[Data items]
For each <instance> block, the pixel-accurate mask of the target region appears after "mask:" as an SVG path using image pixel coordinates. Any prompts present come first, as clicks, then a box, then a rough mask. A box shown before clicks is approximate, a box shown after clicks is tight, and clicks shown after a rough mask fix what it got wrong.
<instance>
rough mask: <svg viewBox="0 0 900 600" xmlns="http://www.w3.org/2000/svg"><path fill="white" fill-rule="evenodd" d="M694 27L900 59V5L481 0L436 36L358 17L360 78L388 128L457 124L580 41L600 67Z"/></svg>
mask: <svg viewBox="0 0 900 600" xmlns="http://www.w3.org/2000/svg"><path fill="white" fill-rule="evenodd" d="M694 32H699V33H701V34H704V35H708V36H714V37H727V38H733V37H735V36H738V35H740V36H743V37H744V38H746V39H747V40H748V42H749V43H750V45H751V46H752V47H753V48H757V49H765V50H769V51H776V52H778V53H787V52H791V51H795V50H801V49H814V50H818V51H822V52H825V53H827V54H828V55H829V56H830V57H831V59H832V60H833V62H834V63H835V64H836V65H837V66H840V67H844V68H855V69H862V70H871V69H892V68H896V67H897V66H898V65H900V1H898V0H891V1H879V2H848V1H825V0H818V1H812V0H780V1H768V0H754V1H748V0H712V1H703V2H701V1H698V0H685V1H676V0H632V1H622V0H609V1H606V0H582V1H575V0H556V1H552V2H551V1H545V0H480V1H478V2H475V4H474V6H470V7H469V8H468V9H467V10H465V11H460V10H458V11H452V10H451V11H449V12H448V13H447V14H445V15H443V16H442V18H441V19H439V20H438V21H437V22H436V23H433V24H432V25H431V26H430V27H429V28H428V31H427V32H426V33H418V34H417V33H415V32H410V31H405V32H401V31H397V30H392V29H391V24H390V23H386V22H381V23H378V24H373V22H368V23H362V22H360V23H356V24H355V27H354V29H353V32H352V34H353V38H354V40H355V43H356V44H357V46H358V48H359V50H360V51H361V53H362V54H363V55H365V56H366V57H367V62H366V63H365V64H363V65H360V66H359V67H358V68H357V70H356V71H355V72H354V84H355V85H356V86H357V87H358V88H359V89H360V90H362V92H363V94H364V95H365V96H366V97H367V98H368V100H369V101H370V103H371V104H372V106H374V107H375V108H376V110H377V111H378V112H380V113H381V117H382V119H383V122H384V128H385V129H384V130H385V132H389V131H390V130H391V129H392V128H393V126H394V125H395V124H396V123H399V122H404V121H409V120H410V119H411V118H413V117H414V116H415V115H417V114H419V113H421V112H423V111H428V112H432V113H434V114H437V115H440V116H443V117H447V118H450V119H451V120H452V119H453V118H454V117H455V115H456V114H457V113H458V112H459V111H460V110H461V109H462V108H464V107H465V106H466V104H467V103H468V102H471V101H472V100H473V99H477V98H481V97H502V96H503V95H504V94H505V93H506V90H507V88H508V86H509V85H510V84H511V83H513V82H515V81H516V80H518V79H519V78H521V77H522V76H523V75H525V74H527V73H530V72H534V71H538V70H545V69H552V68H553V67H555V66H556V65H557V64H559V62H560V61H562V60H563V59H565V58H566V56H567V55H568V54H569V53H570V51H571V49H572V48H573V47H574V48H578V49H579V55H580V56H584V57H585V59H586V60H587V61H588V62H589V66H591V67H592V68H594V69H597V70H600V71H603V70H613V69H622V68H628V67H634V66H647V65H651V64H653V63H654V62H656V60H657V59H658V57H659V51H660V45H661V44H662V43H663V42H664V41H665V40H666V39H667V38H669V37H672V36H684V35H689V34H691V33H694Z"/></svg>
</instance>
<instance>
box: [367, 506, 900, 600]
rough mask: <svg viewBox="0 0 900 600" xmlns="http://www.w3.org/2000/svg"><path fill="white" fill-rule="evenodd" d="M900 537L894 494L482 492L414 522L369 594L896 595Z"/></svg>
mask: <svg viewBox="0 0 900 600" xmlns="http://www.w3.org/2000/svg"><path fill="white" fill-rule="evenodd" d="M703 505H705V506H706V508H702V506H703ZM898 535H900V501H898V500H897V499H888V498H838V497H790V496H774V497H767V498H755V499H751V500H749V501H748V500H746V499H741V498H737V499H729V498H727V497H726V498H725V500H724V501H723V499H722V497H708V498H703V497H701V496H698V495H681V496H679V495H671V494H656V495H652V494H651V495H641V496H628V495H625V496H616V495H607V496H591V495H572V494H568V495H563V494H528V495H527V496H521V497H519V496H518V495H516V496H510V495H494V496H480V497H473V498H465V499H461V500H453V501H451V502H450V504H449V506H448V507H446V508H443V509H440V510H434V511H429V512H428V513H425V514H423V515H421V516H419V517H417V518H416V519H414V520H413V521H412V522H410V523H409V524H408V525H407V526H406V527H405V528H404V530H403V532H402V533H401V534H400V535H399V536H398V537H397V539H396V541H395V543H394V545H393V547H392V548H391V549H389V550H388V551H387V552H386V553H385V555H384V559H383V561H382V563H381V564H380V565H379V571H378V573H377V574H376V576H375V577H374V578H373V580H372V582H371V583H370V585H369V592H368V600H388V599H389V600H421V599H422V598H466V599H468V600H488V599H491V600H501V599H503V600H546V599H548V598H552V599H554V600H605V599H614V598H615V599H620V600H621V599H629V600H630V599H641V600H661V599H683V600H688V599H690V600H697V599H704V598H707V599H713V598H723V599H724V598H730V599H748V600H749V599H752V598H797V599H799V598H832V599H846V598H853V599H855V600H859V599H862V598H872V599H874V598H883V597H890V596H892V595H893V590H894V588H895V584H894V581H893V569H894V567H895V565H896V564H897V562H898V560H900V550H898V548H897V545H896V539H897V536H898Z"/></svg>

**TASK OBJECTIVE**.
Whenever the word "instance" shows up in a line of the entries above, copy that line.

**OUTPUT OF THE EXERCISE**.
For each <instance> block, the pixel-accurate mask of the target region appears after "mask:" as an SVG path using image pixel coordinates. Any prompts present come first, as clicks, then a box, then a rough mask. A box shown before clicks is approximate, a box shown after clicks is tight, and clicks shown after a rough mask fix what it got wrong.
<instance>
</instance>
<instance>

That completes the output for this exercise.